_WHAT YOU ARE ASKED TO DO:_ Would it be possible to quote, exactly and in full, the lines from the one with "Target: measuring tape" through the end of the entries below?

_Excerpts of pointing data:_
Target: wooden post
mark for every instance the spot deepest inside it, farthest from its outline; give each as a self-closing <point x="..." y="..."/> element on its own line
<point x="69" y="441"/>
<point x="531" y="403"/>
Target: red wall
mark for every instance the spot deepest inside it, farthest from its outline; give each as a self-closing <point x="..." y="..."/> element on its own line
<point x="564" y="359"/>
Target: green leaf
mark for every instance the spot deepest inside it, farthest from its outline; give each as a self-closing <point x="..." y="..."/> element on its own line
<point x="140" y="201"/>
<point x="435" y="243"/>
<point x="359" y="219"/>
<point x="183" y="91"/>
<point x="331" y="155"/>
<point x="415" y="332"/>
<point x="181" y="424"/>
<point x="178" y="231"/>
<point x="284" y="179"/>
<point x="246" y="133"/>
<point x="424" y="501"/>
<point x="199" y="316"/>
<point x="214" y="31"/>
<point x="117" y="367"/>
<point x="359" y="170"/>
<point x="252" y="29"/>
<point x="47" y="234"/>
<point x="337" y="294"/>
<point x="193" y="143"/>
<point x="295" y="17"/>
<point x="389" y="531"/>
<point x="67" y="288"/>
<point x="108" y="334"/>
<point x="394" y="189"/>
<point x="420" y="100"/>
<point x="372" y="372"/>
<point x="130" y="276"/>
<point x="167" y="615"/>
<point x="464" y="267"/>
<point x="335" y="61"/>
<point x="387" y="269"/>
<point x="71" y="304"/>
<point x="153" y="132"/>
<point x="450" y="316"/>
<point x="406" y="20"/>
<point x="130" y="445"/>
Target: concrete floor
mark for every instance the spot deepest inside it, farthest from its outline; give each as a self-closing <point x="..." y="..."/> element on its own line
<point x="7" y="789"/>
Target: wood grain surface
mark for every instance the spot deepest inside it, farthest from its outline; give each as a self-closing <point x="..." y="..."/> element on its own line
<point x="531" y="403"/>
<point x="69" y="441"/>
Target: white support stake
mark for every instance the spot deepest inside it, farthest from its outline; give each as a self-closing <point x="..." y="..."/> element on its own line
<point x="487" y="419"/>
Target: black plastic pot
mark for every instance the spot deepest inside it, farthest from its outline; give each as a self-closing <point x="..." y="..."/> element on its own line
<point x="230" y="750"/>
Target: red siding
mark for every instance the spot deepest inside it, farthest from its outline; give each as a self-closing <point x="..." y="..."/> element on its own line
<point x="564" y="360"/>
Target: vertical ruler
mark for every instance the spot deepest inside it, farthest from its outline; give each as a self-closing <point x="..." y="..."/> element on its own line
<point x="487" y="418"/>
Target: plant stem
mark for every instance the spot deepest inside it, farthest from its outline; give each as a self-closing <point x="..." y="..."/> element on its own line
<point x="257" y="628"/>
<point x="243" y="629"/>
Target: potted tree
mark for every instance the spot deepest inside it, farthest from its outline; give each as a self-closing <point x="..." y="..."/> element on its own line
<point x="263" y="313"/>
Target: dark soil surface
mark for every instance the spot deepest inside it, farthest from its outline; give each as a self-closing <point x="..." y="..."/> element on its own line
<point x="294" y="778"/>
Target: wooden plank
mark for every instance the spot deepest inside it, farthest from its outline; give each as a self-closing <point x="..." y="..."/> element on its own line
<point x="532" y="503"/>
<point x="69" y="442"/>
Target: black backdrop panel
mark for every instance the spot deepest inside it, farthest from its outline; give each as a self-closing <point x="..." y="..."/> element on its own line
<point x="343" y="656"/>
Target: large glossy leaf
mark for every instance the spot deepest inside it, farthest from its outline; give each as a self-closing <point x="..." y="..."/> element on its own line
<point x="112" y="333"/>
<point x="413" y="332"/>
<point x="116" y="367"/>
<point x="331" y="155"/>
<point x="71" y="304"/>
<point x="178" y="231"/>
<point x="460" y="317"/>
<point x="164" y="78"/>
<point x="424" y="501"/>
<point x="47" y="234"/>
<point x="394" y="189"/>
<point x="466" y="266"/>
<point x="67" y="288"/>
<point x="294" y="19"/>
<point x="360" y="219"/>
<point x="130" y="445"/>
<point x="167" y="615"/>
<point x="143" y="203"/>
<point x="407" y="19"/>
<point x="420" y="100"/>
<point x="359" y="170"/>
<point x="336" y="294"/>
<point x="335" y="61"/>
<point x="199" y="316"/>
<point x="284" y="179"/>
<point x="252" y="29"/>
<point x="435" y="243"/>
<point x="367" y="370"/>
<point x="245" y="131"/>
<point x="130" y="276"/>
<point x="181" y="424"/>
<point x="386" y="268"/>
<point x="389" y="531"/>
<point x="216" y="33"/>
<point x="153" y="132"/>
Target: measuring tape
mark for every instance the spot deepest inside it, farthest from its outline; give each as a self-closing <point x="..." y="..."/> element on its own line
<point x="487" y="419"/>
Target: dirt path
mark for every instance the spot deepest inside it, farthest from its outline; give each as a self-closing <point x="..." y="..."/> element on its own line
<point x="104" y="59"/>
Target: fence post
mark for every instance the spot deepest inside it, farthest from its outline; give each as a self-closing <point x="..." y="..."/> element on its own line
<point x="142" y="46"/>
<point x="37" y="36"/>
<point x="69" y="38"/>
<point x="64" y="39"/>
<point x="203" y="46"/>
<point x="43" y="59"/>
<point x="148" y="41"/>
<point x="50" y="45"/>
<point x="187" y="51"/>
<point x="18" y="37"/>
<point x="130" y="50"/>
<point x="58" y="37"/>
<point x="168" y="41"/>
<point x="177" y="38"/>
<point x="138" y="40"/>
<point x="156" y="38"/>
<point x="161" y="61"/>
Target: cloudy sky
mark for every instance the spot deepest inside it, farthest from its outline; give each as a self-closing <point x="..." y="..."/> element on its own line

_SOLUTION TO THIS EXERCISE:_
Target: measuring tape
mark for every instance the spot deepest inside it, farthest from its outline; give each as a self-closing <point x="..." y="..."/> element on its own line
<point x="487" y="419"/>
Target: dirt path
mark for every instance the spot deepest inside it, farthest from its outline; give each as a self-closing <point x="..." y="..."/> element on its own line
<point x="104" y="59"/>
Target: fence post
mark for every instance the spot deepest inside it, farthest from its outline; give each as a self-closing <point x="..." y="..."/> element on its own line
<point x="142" y="46"/>
<point x="37" y="36"/>
<point x="69" y="38"/>
<point x="64" y="39"/>
<point x="203" y="46"/>
<point x="43" y="59"/>
<point x="148" y="41"/>
<point x="50" y="45"/>
<point x="187" y="51"/>
<point x="18" y="37"/>
<point x="130" y="50"/>
<point x="58" y="37"/>
<point x="168" y="41"/>
<point x="177" y="38"/>
<point x="138" y="40"/>
<point x="156" y="38"/>
<point x="161" y="61"/>
Target: cloudy sky
mark for every instance the spot deepest inside it, farthest from its outline; give each as a self-closing <point x="..." y="..."/> element on its own line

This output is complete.